Quoted text
6. Gabriel Operations Financing Transaction

The following financings have taken place at Gabriel since August 2009 under the current management and director control:

A) Pursuant to the Promissory Note Purchase Agreement, dated as of August 21, 2009, promissory notes in the aggregate principal amount of $300,000 were issued by the Company to the purchasers party to such agreement (the “August 2009 Notes”). On the 10th business day after the occurrence of an “IP Event” (as defined below), each holder of an August 2009 Note is entitled to receive the sum of (i) 200% of the principal amount of its note plus (ii) an amount equal to 0.000005% of the proceeds from an “IP Event” for every dollar of principal represented by its note.  For purposes of the August 2009 Notes, “IP Event” means the receipt by the Company or any of its subsidiaries of a minimum of $10,000,000 in net proceeds (in cash or the fair market value of non-cash consideration) from (i) a licensing, sale, transfer, settlement or other transaction with one or more third parties relating to intellectual property of the Company or its subsidiaries, or (ii) a merger, consolidation, share exchange or sale of all or substantially all of the stock or assets of the Company or any of its subsidiaries.

B) Pursuant to the Promissory Note Purchase Agreement, dated on or about January 23, 2010, promissory notes in the aggregate principal amount of $499,999.66 were issued by the Company to the purchasers party to such agreement (the “January 2010 Notes”).  The principal amount of each January 2010 Note is accruing interest at a rate of 6.0% per annum, with principal and accrued interest due and payable on December 31, 2010, and subject to mandatory prepayment with the net proceeds of an “IP Event” (as defined below) or the net proceeds from the Company’s legal action against Whittle (whichever event occurs first).  In addition, each holder of a January 2010 Note has the right to receive an “Additional Benefit” of 1.0% of the net proceeds from an IP Event for every $100,000 of principal represented by its note (or, if less than $100,000, a pro rata portion of such Additional Benefit).  For purposes of the January 2010 Notes, “IP Event” means the receipt by the Company or any of its subsidiaries of a minimum of $10,000,000 in net proceeds (in cash or the fair market value of non-cash consideration) from a licensing, sale, transfer, steelement of other transaction relating to the intellectual property of the company or any of it subsidiaries, if any

C) Pursuant to the Promissory Note Purchase Agreements, dated as of February 23, 2010 and March 8, 2010, respectively, (i) promissory notes in the aggregate principal amount of $1,437,500 have been issued to the February 2010 Purchasers (the "February 2010 Notes") and (ii) certain of the February 2010 Purchasers have committed to purchase additional February 2010 Notes in aggregate amount of up to $1,062,500. Upon the occurrence of an "IP Event" (as defined below), each holder of a February 2010 Note is entitled to receive the sum of (i) the outstanding principal amount of its note and all accrued interest thereon at a rate of 6.0% per annum plus (ii) an amount equal to 0.000008% of the net proceeds from an "IP Event" for each dollar of principal represented by its note. For the purposes of the February 2010 Notes, "IP Event" is defined as the recovery and/or receipt by the Company or any of its subsidiaries of any amount paid or to be paid by or on behalf of any person, entity, defendant or third party, or the amount of other value received, including the present fair market value of any business/non-monetary consideration, which amounts relate directly or indirectly to the Qualcomm dispute regardless of whether such payments are made in cash, stock, by payment or assumption of liabilities of the Company, or otherwise, and regardless of whether such payment is styled as an amount paid in settlement, a royalty, a licensing fee, a purchase price for the sale or transfer of stock or assets of the Company or any of its subsidiaries, merger consideration or otherwise.

Data excerpts
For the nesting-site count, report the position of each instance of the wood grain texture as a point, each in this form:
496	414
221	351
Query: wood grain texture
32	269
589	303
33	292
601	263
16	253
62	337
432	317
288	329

Set exercise 1
Can you rewrite the entries above, swapping "wood grain texture" for "bark texture" everywhere it appears and leaving all else unchanged?
Set exercise 2
Could you carry on the passage on Gabriel's financing transactions past its final sentence?

Exercise output 1
For the nesting-site count, report the position of each instance of the bark texture as a point, each in this form:
496	414
221	351
Query: bark texture
32	269
589	303
33	292
601	263
16	253
62	337
432	317
288	329

Exercise output 2
D) The Company is currently negotiating the restructuring of the debt represented by the August 2009 Note, the January 2010 Notes, the February 2010 Notes and certain other promissory notes. This transaction has not closed as of the date hereof. The Company will file an 8K report upon the close of this transaction.

E) Trace Technologies LLC ("Trace"), a wholly-owned subsidiary of the Company, is contemplating the issuance of new senior secured notes (the "Secured Notes") in an aggregate principal amount of up to $4,000,000. Trace's obligations under the Secured Notes shall be secured by all proceeds of the Qualcomm dispute awarded to the Company or Trace (other than certain proceeds thereof that will be applied to pay fees, costs and expenses (including, without limitation, attorneys' fees and expenses) incurred by the Company and Trace in connection with the Qualcomm dispute). The obligations of Trace under the Secured Notes shall be senior in right of payment to the August 2009 Notes, the January 2010 Notes, the February 2010 Notes and all other issued and outstanding promissory notes of the Company.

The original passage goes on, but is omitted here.